What does the future of women's tennis in India look like?

As Sania Mirza prepares to hang up her boots, we delve deep into the ground-level scenario of women’s tennis in the country

1 August 2024, Roland Garros, Paris: The Indian tricolour has taken over the entire stadium as Karman Thandi and Rutuja Bhosale walk on to Court Philippe Chatrier. It is the semi-final of the Olympics doubles event, and the hopes of a billion-and-a-half people rest on their proud young shoulders. No pressure.

Reality check: This is 2022, and yes, it is an Olympic dream that, in two years, will have a binary outcome. But tennis dreams do come true, as Leander Paes proved in Atlanta in 1996. If our dream scenario plays out, Thandi and Bhosale can draw strength from the fact that two young Indian women tried to fulfill that dream in the very city, exactly a hundred years before Nora Polley and Mehri Tata (Lady Meherbai Tata) did.

In 1924, the last time the Olympics were held in Paris, Polley lost in the singles round of 16 to future multiple-Grand Slam-winner Lili Alvarez of Spain, and partnering Indian Davis Cup captain Sydney Jacob, she also lost the mixed doubles at the same stage. Polley and Tata (the wife of Dorab Tata, and daughter-in-law of Jamsetji Tata) may not have won India’s first Olympic tennis medal, but by competing at Paris, they paved the way for Indian women to play competitively at the highest level of the sport in the decades that followed.

Collected data entries
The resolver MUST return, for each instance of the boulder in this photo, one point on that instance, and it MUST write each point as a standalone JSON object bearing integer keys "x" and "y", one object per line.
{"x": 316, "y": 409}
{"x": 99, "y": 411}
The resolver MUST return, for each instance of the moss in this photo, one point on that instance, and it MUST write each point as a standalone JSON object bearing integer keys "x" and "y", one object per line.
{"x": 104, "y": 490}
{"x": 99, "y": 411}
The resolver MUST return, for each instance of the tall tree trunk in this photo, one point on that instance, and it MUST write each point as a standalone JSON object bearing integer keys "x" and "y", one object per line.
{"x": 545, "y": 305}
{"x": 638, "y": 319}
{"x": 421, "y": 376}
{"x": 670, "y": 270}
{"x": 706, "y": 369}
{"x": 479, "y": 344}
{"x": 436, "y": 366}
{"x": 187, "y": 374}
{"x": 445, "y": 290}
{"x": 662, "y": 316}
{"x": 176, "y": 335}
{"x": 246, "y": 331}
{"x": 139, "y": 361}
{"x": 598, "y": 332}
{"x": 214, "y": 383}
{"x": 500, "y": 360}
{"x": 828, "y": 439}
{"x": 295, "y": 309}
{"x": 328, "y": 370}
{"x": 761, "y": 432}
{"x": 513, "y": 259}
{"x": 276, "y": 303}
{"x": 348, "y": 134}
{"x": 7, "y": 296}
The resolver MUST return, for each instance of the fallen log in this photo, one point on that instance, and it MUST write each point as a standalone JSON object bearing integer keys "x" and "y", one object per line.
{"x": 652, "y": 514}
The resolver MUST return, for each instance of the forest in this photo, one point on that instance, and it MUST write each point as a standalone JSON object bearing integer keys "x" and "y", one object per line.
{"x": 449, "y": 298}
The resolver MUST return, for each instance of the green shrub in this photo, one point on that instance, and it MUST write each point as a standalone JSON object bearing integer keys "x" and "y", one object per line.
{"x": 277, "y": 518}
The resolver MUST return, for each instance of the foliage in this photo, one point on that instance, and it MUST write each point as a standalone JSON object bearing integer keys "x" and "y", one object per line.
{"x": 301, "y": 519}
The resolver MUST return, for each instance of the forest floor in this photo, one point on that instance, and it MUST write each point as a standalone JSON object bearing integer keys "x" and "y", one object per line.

**Directives**.
1 > Revise the piece on women's tennis in India from "As Sania Mirza" through "Meherbai Tata) did.", replacing "dream scenario" with "best-case scenario".
2 > In the piece on women's tennis in India, who beat Nora Polley in the singles round of 16 at the 1924 Paris Olympics?
3 > List every year written as a four-digit number in the piece on women's tennis in India.

**Exercise responses**.
1 >
As Sania Mirza prepares to hang up her boots, we delve deep into the ground-level scenario of women’s tennis in the country

1 August 2024, Roland Garros, Paris: The Indian tricolour has taken over the entire stadium as Karman Thandi and Rutuja Bhosale walk on to Court Philippe Chatrier. It is the semi-final of the Olympics doubles event, and the hopes of a billion-and-a-half people rest on their proud young shoulders. No pressure.

Reality check: This is 2022, and yes, it is an Olympic dream that, in two years, will have a binary outcome. But tennis dreams do come true, as Leander Paes proved in Atlanta in 1996. If our best-case scenario plays out, Thandi and Bhosale can draw strength from the fact that two young Indian women tried to fulfill that dream in the very city, exactly a hundred years before Nora Polley and Mehri Tata (Lady Meherbai Tata) did.

2 > Lili Alvarez of Spain.

3 > 2024, 2022, 1996, 1924